== Trecho da página

O cuidado com a celebraçãoSeja fiel na criatividade observando os conceitos que dinamizam a liturgia
POR PE. CARLOS GUSTAVO HAAS
Falar de criatividade é uma tarefa complexa e difícil. Afinal, até o Vaticano II, a liturgia viveu uma fase de 400 anos de “imobilismo”, onde nada podia mudar. E mudar, também não é fácil.
Apresento aqui alguns pontos que poderão ser aprofundados numa reflexão individual ou nas equipes de liturgia.
 1. “Ser criativos” em uma celebração
Quando queremos “ser criativos” em uma celebração, nossa primeira preocupação deve ser a participação mais plena, ativa e frutuosa da assembleia.  O grande motivo para “mudar” palavras, gestos, sinais e ritos não é o gosto da equipe de liturgia ou o que vimos em um show ou mesmo em uma missa transmitida pela TV, mas sim, a maior participação no culto a Deus, integrado em nossa vida atual.

====
== Dados da tarefa

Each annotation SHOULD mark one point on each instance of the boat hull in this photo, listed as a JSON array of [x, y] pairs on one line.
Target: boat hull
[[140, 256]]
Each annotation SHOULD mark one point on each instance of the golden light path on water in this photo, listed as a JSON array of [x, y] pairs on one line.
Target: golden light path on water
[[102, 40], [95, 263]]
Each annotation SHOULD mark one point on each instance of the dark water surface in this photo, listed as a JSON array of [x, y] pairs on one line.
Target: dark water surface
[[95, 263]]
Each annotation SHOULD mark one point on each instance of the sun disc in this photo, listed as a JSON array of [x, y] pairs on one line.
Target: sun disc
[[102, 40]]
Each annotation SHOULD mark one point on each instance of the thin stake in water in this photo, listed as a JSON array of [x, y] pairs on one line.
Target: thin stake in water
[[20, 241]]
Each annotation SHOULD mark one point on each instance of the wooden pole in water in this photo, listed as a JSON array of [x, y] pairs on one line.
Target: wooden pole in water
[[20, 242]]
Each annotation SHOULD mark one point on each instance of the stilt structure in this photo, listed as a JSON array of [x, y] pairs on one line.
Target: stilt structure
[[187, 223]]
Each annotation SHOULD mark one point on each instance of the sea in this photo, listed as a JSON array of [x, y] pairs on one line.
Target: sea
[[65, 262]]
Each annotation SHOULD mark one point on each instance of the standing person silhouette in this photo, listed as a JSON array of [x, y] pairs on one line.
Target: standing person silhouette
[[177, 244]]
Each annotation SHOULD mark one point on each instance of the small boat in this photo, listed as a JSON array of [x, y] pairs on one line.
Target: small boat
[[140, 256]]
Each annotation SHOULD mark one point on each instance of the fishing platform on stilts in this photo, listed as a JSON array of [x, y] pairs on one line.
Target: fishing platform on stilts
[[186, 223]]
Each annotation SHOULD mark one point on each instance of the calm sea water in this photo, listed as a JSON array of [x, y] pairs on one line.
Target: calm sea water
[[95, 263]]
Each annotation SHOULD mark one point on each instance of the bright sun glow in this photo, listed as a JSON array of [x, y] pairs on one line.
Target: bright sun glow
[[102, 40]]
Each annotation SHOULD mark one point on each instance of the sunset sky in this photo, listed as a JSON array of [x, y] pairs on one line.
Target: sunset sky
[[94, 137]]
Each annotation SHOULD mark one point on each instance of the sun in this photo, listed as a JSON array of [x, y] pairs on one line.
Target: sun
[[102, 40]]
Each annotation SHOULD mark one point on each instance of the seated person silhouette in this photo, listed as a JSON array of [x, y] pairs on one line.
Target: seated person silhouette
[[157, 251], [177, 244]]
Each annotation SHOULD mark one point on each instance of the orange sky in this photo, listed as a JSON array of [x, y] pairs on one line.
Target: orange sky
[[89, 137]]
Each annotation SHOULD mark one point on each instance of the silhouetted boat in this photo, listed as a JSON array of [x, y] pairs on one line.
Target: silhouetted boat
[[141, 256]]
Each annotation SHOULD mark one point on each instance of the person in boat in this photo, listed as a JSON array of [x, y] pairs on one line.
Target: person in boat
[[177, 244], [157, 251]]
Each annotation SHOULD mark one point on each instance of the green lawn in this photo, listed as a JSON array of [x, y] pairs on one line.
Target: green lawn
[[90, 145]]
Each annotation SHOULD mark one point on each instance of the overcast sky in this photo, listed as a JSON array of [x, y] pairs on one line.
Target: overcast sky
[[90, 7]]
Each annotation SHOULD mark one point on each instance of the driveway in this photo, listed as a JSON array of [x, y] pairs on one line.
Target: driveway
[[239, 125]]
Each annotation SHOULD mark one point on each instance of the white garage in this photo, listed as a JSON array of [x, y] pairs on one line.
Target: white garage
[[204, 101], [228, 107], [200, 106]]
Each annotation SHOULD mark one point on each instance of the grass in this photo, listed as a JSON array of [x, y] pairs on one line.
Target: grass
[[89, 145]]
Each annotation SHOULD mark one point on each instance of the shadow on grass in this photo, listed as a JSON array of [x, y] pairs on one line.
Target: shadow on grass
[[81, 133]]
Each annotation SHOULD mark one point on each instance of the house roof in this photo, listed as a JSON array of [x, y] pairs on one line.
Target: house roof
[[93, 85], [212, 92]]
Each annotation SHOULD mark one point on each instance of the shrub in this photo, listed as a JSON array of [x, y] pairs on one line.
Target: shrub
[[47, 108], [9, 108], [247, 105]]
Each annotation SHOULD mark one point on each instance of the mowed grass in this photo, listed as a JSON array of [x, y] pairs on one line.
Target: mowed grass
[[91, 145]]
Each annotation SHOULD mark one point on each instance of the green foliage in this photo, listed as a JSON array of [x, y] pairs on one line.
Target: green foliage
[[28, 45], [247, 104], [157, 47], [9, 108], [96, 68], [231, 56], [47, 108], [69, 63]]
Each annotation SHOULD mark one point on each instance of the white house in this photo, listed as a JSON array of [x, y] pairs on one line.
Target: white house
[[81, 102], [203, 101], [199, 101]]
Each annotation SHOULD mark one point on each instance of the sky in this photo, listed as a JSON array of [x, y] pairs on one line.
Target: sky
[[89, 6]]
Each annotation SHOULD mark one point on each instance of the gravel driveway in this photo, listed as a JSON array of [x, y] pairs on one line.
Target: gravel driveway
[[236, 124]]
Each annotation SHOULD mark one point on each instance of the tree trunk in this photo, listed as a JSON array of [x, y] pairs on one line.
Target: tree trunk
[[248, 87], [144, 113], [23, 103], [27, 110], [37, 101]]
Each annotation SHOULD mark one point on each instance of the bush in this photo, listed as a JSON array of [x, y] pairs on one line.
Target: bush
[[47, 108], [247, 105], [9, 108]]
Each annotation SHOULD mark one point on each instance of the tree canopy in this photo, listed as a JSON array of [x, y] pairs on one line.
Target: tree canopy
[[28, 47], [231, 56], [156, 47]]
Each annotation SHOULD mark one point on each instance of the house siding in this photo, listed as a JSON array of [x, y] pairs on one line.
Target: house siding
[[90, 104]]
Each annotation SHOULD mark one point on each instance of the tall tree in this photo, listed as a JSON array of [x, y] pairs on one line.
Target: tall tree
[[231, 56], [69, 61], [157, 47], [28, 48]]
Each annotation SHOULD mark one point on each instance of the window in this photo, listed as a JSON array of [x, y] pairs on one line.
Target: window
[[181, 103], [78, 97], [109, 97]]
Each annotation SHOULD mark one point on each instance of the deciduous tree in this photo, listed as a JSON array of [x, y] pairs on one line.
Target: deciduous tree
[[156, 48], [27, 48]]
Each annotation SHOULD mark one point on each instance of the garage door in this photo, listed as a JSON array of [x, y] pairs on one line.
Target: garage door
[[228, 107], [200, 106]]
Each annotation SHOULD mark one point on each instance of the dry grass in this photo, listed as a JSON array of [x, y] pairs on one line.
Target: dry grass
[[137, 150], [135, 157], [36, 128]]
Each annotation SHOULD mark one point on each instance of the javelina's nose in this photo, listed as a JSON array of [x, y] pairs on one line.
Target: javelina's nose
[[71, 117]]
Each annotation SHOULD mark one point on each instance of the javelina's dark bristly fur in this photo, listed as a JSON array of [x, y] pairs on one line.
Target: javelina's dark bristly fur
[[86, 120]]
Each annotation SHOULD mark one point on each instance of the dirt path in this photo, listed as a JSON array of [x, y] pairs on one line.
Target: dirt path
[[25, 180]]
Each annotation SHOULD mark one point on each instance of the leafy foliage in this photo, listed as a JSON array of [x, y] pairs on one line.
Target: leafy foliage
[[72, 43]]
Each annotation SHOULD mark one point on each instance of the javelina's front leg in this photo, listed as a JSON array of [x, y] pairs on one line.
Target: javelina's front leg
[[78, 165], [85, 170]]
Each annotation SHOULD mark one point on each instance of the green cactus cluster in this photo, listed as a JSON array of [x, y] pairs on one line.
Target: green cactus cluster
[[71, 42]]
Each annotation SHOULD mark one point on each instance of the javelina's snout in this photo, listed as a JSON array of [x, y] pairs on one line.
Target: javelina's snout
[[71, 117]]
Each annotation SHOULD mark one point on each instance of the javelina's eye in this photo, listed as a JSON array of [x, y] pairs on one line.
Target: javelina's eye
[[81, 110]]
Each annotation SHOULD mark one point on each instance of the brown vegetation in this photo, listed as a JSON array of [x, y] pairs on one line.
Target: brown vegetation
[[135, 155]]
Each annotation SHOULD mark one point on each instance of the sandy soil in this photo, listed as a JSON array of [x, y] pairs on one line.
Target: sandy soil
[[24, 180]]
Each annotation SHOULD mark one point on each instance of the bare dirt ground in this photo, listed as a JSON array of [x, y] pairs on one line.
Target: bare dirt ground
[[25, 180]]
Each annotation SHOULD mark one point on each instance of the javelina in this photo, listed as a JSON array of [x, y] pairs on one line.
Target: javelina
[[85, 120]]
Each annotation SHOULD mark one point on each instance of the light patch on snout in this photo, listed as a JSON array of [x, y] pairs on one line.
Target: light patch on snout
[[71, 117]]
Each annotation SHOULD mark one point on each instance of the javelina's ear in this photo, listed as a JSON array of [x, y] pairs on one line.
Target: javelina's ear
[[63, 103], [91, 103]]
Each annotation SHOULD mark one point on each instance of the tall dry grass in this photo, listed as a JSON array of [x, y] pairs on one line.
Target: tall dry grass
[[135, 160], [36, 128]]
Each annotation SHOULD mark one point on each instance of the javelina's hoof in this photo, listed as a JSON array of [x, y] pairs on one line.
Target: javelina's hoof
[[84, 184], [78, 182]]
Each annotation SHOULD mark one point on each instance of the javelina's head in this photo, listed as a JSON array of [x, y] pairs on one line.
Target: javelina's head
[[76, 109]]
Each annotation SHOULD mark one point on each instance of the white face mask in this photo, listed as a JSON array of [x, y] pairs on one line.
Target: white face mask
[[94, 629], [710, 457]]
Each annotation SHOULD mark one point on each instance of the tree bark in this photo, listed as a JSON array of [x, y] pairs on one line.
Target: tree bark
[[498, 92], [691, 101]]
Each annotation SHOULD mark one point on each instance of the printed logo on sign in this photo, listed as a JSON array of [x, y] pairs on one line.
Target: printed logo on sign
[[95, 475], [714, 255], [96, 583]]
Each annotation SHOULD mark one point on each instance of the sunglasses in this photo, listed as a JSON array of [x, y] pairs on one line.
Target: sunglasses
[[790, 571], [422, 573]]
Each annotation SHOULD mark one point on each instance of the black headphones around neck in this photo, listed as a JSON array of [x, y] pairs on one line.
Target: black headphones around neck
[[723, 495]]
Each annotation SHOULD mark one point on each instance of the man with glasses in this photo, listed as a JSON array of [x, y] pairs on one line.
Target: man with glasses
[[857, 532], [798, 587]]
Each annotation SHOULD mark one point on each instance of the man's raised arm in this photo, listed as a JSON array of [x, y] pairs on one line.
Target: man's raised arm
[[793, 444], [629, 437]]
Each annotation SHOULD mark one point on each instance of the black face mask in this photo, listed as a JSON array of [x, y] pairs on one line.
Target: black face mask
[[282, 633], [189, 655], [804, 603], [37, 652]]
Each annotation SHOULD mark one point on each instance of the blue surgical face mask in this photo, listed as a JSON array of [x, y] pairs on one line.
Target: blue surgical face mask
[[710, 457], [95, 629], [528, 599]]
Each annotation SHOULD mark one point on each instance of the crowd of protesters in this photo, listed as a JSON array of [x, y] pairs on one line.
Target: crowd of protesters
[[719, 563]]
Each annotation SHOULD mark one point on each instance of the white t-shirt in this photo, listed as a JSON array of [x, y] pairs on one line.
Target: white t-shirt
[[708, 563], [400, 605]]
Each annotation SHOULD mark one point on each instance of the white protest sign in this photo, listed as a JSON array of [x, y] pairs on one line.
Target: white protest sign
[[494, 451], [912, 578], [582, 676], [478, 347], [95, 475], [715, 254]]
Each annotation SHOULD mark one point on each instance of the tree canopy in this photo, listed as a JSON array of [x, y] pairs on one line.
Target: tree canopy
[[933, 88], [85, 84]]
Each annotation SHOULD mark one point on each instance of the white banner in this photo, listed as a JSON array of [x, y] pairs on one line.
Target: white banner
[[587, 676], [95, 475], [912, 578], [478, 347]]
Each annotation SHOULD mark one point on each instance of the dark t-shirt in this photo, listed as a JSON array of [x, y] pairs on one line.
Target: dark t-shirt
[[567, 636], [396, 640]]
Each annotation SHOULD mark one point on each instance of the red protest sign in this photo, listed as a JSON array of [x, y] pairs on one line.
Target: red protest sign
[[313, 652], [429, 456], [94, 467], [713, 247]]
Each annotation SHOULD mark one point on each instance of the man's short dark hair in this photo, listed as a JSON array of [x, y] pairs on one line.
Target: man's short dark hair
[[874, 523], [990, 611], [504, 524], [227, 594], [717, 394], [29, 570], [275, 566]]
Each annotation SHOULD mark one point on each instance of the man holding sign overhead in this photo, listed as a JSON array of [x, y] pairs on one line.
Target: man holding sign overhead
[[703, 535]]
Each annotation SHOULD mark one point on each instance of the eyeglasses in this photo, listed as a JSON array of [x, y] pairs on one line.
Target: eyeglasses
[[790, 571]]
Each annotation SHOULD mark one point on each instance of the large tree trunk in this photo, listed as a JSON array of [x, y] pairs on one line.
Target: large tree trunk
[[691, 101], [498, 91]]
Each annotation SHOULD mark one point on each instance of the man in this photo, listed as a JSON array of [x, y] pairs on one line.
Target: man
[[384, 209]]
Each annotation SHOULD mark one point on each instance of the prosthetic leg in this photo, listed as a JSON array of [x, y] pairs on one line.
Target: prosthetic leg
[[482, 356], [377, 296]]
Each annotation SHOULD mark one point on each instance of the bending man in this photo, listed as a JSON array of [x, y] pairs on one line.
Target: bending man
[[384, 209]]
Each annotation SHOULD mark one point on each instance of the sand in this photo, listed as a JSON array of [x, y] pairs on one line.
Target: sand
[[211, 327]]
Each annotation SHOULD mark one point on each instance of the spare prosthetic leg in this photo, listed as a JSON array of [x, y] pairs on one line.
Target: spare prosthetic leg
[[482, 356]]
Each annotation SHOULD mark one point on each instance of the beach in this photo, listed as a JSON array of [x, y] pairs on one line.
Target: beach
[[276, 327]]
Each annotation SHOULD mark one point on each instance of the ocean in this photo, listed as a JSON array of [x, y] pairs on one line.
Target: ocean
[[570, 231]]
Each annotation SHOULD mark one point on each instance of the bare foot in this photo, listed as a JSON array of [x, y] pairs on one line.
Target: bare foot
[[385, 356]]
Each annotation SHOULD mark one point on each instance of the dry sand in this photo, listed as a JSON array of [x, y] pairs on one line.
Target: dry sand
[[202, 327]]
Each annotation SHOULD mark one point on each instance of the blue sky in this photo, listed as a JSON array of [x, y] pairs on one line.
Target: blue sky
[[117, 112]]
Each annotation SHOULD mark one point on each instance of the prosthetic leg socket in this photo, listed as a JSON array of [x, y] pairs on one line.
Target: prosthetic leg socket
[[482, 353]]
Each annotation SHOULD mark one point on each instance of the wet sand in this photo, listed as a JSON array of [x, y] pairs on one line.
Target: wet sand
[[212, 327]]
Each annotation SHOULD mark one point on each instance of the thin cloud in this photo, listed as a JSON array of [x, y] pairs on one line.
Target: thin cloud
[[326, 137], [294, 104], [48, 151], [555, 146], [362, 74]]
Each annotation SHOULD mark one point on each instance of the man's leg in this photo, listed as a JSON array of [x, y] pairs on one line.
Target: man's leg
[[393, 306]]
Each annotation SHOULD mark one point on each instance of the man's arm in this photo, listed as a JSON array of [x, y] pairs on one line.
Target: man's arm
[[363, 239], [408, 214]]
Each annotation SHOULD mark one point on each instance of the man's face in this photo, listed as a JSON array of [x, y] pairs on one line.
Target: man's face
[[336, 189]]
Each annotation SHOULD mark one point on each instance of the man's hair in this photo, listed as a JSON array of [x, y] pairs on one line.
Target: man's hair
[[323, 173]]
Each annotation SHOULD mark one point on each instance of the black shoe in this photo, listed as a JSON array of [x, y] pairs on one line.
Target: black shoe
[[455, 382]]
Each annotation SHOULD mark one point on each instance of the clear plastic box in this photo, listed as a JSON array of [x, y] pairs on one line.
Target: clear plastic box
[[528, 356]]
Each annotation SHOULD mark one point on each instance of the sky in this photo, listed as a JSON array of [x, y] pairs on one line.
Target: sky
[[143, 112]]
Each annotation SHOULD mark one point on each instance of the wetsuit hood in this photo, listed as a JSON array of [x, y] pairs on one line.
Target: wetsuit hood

====

Conjunto de tarefas ::
a) Responda com base no trecho sobre liturgia:
(i) Segundo o texto, por quantos anos a liturgia viveu uma fase de "imobilismo" até o Vaticano II?
(ii) Onde os pontos apresentados pelo autor poderão ser aprofundados?
(iii) Qual deve ser a primeira preocupação de quem quer "ser criativos" em uma celebração?
b) Conte as linhas de dados que contêm a palavra "spare", levando em conta maiúsculas e minúsculas. Responda apenas com o número.
O trecho sobre liturgia e as linhas de dados não têm relação entre si.

Respostas por tarefa ::
a)
(i) Por 400 anos.
(ii) Numa reflexão individual ou nas equipes de liturgia.
(iii) A participação mais plena, ativa e frutuosa da assembleia.

b) 2